19. Telephasic Workshop - Boards Of Canada: Here's another favorite from Boards Of Canada's landmark debut Music Has The Right To Children, this selection emphasizing the band's affection for, and warped reimagining of, hip hop beats. 

20. La nuit je mens - Alain Bashung: Chanson specialist Alain Bashung (considered by many the second most important French rock artist ever after Serge Gainsbourg) had been at things for quite a while before releasing his tenth studio album Fantaisie Militaire, but the awesomely Nick Cave-ish Militaire is the album that, pun-intended, blew things up for Bashung. It won every conceivable French music award that year, and is still regarded as one of the 10 best French rock releases in history. And leading the charge for the album was this sleazy pick-up single La suit je mens - which in English translates to "At Night I Lie."

21. Swung From The Gutters - Tortoise: As we did with Herbert's Around the House, after profiling one of TNT's most effervescent numbers with first selection I Set My Face To The Hillside, we take a listen to one of the album's heaviest numbers here in Swung From The Gutters. 

22. Luna y sol - Manu Chao: For our second inclusion from Clandestino, one of my personal favs, the celebratory, mariachi-driven Luna y sol. 

23. Authentic Celestial Music - Dirty Three: The Dirty Three are a long-running instrumental rock trio out of Australia anchored around the violin of future Bad Seed and Grinderman member Warren Ellis. Part jazz rock, part post rock, they have an organic sound considered well meshed to the vast natural grandeur of their homeland, as the epic build Authentic Celestial Music here from their fifth full-length Ocean Songs makes clear.
+ + +
| Written instruction a |
In the records, swap "flag on pole" for "pennant on mast". Begin at the line that has "Can you see the flag on", stop after the line that has "pixel 220 189", and keep everything else as it is.
These records are unrelated to the music list above.
+ + +
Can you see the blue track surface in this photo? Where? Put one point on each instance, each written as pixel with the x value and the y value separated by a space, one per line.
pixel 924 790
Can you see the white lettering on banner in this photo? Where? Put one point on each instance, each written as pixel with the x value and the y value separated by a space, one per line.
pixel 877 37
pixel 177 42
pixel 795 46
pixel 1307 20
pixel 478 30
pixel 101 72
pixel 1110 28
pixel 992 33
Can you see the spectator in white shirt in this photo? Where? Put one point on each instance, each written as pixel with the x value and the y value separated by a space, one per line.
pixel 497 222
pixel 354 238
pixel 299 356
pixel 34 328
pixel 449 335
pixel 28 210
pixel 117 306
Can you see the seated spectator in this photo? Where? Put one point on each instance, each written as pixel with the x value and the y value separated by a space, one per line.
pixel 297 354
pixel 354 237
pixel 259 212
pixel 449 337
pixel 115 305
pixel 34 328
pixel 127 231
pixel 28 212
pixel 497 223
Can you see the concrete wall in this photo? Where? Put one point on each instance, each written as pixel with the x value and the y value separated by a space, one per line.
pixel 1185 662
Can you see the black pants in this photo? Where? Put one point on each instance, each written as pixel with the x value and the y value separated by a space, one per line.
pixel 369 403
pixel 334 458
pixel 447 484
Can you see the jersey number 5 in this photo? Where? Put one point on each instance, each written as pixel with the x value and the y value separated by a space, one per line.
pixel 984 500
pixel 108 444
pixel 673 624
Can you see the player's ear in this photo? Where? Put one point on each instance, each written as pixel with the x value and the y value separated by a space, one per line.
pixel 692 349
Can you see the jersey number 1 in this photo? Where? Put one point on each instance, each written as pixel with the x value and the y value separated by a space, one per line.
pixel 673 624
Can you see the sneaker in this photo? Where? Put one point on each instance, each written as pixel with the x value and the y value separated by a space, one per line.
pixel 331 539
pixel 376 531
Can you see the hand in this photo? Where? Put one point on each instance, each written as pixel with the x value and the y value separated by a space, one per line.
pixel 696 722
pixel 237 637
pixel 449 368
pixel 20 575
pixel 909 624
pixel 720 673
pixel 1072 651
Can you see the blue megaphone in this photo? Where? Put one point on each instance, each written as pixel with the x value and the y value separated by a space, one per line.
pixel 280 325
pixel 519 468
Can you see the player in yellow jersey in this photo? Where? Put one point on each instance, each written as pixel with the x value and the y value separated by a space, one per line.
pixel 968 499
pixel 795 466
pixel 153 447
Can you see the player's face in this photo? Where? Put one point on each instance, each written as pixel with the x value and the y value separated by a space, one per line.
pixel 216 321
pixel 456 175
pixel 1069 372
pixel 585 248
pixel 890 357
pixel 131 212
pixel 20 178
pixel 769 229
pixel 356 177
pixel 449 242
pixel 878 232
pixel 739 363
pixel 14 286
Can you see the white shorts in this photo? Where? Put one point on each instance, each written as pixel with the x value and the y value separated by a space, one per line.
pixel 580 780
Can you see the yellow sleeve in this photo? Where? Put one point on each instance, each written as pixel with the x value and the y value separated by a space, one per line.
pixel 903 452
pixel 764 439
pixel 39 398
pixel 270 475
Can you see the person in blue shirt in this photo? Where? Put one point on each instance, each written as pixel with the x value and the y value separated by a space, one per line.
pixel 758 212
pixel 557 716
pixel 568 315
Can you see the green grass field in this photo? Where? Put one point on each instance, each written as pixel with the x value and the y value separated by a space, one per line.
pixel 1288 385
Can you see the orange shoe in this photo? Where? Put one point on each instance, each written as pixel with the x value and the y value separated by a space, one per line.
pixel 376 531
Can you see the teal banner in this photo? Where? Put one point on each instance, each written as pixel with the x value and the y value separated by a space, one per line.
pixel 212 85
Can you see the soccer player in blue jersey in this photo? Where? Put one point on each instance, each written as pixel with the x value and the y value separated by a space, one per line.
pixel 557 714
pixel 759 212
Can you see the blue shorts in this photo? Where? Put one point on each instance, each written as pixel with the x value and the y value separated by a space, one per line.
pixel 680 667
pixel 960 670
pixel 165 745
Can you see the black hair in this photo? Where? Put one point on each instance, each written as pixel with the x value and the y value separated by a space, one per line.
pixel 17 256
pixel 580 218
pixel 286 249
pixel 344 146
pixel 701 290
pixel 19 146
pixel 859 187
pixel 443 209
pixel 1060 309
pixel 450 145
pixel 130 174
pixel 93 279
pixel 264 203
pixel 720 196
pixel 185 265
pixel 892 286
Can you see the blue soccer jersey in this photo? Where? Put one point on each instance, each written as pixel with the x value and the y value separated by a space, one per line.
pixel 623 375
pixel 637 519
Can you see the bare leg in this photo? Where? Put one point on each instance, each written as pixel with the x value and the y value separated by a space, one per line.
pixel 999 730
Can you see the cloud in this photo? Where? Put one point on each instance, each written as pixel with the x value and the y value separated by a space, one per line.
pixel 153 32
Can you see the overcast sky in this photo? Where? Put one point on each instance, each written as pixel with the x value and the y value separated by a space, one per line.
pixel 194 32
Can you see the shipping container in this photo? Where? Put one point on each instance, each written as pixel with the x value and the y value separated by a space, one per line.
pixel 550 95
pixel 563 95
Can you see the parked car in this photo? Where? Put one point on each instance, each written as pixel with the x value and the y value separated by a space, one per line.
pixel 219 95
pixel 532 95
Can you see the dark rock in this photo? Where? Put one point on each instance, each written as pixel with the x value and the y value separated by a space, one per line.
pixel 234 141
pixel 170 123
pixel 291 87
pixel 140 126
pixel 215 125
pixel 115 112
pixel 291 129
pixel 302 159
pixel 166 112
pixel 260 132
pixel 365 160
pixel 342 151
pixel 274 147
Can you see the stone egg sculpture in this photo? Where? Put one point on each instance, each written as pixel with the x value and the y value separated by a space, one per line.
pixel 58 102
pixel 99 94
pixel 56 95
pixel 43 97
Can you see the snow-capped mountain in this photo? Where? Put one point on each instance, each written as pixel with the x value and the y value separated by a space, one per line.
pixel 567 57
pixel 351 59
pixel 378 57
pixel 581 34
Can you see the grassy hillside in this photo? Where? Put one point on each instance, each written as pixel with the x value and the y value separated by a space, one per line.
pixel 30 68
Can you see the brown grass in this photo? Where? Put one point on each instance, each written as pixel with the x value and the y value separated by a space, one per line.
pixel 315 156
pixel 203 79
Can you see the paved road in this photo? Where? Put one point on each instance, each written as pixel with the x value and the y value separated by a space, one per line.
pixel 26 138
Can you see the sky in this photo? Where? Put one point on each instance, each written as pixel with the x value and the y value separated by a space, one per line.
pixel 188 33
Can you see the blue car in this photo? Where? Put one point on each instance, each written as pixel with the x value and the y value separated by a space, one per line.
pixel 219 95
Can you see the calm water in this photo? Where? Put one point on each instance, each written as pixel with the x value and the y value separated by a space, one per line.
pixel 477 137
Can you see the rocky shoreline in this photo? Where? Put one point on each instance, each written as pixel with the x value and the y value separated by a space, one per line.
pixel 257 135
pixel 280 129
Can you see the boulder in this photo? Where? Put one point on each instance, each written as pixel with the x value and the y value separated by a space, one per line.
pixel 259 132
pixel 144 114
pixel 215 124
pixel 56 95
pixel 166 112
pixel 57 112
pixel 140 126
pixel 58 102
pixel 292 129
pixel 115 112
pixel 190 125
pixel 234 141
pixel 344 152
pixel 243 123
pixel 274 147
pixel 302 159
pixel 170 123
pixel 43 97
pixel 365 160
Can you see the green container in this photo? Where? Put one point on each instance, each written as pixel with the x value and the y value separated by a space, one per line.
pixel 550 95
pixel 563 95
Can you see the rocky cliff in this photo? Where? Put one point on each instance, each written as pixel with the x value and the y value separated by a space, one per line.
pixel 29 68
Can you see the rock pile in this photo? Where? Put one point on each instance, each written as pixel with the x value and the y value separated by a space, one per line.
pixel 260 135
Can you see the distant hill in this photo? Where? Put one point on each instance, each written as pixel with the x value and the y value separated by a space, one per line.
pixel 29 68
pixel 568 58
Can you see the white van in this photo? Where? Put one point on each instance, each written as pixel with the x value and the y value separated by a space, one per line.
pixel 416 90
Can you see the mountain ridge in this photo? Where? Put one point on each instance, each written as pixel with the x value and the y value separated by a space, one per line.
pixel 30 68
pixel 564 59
+ + +
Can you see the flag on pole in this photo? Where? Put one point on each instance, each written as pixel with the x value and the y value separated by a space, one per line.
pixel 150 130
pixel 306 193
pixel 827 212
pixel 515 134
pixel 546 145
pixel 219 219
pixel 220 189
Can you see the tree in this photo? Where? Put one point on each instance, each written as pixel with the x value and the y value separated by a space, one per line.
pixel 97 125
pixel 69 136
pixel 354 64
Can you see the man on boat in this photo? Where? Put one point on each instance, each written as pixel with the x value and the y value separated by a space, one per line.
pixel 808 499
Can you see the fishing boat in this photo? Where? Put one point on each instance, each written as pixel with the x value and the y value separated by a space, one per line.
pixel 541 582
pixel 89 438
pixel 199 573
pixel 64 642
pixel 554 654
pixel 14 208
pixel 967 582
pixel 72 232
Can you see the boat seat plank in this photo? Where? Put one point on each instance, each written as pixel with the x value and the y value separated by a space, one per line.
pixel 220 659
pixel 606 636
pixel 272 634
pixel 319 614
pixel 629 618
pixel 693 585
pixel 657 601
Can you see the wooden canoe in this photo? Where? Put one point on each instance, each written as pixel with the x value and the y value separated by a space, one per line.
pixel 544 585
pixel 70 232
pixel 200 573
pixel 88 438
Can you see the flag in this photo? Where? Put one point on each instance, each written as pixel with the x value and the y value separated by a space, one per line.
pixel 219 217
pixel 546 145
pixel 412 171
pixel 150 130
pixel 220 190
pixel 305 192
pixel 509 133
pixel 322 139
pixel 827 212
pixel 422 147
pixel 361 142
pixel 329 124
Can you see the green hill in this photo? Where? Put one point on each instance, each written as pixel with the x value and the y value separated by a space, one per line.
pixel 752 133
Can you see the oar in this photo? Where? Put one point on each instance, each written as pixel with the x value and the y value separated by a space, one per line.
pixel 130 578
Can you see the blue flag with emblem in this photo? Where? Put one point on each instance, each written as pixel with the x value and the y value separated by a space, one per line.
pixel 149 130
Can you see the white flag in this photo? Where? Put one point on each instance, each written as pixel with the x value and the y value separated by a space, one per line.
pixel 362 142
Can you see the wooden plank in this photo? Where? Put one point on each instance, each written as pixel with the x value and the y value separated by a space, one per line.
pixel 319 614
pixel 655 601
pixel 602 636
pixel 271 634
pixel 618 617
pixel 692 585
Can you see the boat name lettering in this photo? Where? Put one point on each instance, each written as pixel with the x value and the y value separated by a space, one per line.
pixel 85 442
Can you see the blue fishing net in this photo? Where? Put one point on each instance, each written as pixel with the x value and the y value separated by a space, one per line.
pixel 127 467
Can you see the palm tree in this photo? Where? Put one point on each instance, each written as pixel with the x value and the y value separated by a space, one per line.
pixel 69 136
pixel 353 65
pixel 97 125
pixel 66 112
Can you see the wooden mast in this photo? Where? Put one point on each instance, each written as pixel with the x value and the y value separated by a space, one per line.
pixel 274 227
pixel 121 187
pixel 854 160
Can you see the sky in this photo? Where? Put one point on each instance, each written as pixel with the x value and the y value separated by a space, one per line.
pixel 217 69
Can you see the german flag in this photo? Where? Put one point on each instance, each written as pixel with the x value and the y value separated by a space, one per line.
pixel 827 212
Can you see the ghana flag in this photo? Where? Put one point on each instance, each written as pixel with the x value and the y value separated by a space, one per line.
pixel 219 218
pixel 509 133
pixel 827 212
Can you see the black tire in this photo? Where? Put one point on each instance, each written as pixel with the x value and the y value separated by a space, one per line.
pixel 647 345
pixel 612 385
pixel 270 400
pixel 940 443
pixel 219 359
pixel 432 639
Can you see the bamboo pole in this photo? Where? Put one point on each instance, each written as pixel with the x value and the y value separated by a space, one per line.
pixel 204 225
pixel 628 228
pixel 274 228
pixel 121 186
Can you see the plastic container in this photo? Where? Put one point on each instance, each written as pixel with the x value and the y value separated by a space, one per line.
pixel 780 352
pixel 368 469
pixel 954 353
+ + +
| Written instruction b |
In the music list, whose violin anchors the Dirty Three?

| Written solution a |
Can you see the pennant on mast in this photo? Where? Put one point on each instance, each written as pixel with the x value and the y value separated by a space, one per line.
pixel 150 130
pixel 306 193
pixel 827 212
pixel 515 134
pixel 546 145
pixel 219 219
pixel 220 189

| Written solution b |
Warren Ellis's, the future Bad Seed and Grinderman member.